Exercises to complete.
a) From the passage on Seljuk stucco figures, transcribe the stretch from "Stucco or plaster" through "gilded with gold.".
b) What does the passage on Seljuk stucco figures say the blue paint was made from?
c) List every kind of figure that the passage on Seljuk stucco figures gives as representing the power of the empire in a royal palace setting.

Excerpt provided.

__________________________________________________

Stucco or plaster is a soft, cement-like water-based material that is easy to carve when dry and mold when still wet. Its lightness makes it easy to affix to walls. Many 12th-century stucco figures survived in pristine condition because of the preserving dryness of the desert where they were found. Seljuk stucco figures were painted in bright colors of blue (powdered lapis lazuli), red (powdered ruby), and black colors, and were gilded with gold.

The figures were representations of power. In a royal palace setting, they represent figures related to the power of the empire, e.g. royal guards, royal viziers, courtiers or amir. Warrior figures were depicted as clutching swords. They wear rich colored caftans, trousers, tiraz bands, and long boots. Royal figures were depicted wearing crowns. The two figures in the Metropolitan Museum of Art in New York are wearing crowns, one figure is wearing the winged crown, an ancient symbol of authority which was first recorded in a 3rd-century Sasanian coins. All of the Seljuk stucco figures have round faces with typical high cheekbones and almond-shaped eyes, known as the Turkic moon face, which reflect the indicating the Turkic and Mongol ethnic type. The stucco figures were usually displayed in a pomp and circumstance setting, enhancing the actual ceremonies that took place in the room where the figures were set.

__________________________________________________

Data section.
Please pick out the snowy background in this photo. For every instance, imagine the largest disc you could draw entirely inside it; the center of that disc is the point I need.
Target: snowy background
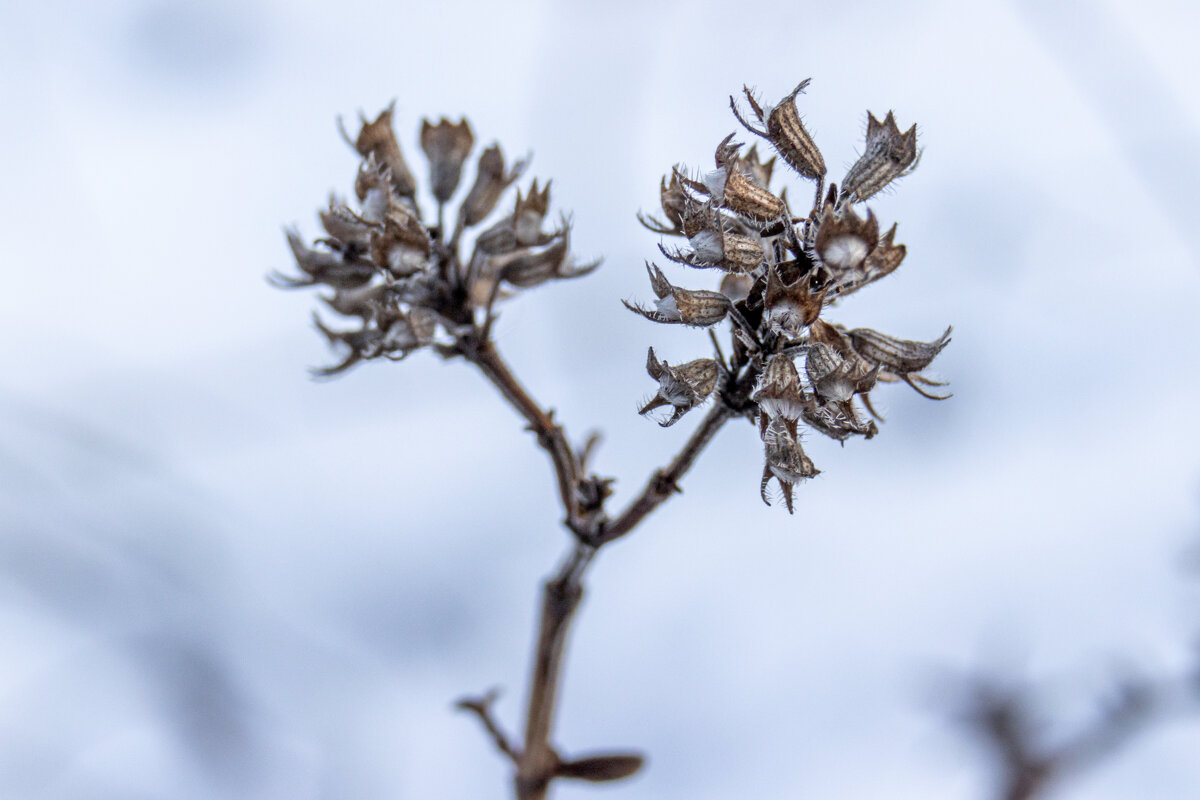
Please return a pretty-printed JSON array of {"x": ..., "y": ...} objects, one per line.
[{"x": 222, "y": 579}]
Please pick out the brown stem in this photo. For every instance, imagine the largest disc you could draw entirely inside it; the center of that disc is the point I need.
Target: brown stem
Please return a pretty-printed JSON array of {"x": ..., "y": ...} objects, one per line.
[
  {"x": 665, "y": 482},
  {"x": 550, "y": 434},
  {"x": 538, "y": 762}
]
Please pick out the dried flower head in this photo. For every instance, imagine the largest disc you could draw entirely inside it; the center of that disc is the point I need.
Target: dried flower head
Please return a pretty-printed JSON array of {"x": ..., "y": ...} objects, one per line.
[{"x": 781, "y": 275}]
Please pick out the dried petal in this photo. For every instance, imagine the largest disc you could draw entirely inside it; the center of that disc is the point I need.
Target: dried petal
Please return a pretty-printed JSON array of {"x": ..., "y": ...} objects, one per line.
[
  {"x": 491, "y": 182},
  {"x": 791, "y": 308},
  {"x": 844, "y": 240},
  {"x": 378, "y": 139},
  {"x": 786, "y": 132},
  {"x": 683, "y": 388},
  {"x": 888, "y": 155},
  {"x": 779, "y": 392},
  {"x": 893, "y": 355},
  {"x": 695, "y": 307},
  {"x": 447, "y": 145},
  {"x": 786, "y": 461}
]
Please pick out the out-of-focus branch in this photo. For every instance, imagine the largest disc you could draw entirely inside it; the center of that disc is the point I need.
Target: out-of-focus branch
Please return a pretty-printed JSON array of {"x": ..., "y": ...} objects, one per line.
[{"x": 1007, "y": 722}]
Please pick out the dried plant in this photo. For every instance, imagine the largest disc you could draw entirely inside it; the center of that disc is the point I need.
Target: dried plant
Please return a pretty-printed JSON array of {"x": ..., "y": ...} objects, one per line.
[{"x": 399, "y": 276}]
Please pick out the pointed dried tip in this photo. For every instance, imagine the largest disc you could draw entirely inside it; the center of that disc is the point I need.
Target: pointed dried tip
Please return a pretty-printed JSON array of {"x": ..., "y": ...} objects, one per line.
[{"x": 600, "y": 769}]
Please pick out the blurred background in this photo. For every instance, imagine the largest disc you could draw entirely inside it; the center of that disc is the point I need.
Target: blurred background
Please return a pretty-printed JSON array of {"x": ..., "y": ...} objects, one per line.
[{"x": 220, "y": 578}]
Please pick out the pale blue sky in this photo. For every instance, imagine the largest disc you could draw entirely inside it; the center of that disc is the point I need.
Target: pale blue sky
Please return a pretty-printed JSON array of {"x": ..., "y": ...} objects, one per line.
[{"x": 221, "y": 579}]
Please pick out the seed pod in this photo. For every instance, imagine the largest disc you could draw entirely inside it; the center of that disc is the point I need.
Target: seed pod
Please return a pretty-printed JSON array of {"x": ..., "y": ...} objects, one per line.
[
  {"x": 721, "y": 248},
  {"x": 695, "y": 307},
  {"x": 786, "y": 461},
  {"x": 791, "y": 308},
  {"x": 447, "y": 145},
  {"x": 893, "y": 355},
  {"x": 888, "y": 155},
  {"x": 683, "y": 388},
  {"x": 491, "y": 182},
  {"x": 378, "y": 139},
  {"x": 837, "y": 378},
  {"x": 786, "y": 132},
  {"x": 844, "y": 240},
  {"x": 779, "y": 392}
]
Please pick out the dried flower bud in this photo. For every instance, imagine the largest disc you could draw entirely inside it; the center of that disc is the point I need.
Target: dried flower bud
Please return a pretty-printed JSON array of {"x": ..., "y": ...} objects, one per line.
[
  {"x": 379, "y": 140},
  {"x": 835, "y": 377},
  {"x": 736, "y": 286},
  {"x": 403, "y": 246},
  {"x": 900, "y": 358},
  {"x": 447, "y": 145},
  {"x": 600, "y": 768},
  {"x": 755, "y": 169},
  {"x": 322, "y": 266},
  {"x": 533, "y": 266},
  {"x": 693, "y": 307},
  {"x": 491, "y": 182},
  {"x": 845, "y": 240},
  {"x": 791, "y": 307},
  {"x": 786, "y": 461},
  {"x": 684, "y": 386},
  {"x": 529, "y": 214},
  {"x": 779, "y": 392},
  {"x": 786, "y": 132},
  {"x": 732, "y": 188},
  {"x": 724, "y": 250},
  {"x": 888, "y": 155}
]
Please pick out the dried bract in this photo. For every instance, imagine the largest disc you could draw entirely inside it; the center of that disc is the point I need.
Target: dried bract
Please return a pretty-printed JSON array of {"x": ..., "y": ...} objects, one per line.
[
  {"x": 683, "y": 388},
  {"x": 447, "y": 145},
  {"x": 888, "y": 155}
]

__________________________________________________

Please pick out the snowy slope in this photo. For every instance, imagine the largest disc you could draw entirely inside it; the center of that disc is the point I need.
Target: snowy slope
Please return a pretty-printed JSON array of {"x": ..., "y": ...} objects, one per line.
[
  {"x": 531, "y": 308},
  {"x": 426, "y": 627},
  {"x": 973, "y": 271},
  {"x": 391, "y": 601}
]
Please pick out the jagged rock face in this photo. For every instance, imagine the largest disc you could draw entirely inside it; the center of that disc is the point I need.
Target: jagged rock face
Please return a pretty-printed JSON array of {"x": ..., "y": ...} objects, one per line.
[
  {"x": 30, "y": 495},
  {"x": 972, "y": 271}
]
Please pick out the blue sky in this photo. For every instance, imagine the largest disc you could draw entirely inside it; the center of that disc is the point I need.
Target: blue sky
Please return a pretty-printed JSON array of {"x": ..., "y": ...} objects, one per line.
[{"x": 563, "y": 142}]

__________________________________________________

Exercise results.
a)
Stucco or plaster is a soft, cement-like water-based material that is easy to carve when dry and mold when still wet. Its lightness makes it easy to affix to walls. Many 12th-century stucco figures survived in pristine condition because of the preserving dryness of the desert where they were found. Seljuk stucco figures were painted in bright colors of blue (powdered lapis lazuli), red (powdered ruby), and black colors, and were gilded with gold.

b) Powdered lapis lazuli.

c) Royal guards, royal viziers, courtiers, amir